Problem to solve
Find each line in the items below that contains the string "vanity", and copy every such line in full. A match must have the same uppercase and lowercase letters.

Record extracts
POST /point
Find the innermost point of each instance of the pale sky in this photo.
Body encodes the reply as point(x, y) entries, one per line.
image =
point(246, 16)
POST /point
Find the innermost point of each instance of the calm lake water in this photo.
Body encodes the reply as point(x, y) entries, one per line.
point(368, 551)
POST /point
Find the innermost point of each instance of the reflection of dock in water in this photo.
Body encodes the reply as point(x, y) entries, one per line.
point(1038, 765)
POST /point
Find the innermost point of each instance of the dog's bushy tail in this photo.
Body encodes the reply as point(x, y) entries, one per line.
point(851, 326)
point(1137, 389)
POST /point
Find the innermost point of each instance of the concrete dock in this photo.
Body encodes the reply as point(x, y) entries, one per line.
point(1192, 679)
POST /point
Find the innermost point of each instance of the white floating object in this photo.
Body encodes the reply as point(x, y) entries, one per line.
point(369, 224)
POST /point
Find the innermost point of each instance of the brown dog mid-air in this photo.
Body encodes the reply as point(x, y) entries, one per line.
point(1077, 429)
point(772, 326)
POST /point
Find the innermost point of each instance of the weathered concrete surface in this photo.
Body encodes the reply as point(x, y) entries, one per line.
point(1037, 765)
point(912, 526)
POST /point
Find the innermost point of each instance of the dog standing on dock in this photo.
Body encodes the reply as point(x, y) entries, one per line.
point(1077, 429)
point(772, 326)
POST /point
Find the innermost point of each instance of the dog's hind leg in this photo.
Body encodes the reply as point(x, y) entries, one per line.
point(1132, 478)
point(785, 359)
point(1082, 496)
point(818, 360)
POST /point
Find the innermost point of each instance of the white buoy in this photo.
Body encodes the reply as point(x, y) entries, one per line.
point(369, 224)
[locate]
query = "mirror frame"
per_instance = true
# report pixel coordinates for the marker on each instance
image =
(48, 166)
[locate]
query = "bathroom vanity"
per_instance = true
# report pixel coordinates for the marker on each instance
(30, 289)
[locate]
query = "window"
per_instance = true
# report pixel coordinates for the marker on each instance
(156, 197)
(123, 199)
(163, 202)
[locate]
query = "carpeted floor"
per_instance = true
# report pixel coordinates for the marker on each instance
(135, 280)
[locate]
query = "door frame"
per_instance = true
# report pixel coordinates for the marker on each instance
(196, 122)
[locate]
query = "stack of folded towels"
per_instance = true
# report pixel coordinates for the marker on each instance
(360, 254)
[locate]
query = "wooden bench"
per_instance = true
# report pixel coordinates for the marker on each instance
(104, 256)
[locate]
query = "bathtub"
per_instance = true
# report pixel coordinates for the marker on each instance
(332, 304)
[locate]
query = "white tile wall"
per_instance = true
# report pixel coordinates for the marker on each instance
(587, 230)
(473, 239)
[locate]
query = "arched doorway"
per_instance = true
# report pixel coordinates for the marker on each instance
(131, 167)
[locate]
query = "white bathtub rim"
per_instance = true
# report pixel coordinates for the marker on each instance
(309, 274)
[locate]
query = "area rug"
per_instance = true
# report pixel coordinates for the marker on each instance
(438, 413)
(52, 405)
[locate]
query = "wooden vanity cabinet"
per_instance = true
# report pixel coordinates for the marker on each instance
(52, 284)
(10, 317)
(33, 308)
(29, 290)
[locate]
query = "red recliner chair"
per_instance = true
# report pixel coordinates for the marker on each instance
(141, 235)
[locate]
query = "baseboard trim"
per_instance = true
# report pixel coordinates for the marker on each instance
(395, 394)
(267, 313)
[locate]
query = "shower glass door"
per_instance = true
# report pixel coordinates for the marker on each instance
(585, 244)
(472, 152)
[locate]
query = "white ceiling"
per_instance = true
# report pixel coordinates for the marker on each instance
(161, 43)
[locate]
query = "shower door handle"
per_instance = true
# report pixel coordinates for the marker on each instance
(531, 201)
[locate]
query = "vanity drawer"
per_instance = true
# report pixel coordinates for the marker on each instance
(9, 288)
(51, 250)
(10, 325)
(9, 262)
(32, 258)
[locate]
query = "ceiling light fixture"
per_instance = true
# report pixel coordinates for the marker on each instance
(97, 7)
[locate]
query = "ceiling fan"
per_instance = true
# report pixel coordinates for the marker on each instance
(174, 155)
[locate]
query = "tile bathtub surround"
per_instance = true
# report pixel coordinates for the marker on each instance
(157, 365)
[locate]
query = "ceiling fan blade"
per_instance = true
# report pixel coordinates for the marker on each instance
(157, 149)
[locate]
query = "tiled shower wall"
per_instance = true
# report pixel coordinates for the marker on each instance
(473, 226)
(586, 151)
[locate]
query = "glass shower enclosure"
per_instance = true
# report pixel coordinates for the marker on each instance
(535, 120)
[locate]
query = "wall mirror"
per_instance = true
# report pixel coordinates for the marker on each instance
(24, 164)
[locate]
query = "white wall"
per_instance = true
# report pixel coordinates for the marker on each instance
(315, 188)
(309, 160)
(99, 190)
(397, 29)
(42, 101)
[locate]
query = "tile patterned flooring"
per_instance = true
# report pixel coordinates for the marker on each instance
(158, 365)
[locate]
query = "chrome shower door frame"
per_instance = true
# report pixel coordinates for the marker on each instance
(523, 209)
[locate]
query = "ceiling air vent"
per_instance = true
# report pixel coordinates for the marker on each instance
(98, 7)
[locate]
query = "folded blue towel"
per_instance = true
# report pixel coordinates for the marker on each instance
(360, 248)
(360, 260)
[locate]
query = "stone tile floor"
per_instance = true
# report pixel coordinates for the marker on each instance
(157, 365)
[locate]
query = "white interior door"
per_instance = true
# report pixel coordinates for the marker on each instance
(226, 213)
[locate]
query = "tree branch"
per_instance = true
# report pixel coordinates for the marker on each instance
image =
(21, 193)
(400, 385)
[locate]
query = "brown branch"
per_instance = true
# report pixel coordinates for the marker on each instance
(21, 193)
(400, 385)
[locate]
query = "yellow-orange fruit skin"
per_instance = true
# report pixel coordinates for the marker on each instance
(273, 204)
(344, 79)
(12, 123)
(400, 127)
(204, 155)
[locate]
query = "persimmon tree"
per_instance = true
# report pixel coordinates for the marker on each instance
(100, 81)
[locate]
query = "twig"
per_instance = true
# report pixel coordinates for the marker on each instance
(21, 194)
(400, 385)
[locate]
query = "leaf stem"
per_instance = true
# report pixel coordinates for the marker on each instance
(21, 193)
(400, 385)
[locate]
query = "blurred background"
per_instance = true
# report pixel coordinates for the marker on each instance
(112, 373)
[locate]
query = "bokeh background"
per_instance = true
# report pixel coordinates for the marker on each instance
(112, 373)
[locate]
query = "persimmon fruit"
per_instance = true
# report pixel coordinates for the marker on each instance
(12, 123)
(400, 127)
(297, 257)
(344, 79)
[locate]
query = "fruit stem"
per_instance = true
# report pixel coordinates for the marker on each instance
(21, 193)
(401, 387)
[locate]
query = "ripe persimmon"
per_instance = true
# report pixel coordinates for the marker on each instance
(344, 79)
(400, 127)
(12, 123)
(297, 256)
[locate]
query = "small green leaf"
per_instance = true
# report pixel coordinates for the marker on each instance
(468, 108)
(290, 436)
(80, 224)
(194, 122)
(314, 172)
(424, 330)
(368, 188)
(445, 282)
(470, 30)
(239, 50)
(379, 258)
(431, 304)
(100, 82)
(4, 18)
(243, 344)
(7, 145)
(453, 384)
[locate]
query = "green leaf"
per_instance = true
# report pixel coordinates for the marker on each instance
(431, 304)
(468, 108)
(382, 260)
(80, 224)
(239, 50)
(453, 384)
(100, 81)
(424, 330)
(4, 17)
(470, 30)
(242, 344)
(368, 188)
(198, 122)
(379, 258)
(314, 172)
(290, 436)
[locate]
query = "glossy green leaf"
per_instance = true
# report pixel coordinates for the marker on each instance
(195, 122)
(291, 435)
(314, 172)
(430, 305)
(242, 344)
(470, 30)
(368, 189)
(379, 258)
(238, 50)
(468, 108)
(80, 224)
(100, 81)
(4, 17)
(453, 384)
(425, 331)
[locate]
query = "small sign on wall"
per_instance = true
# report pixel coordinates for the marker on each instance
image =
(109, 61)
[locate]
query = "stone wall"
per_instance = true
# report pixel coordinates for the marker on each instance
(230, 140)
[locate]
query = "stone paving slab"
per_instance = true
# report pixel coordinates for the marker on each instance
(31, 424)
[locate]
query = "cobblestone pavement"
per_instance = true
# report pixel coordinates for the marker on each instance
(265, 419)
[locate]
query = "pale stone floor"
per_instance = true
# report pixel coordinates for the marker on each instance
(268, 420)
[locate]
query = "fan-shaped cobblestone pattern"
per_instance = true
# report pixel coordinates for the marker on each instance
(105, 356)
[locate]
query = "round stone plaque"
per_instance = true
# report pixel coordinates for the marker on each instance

The result
query = "bathroom vanity"
query = "wooden vanity cabinet"
query = "vanity drawer"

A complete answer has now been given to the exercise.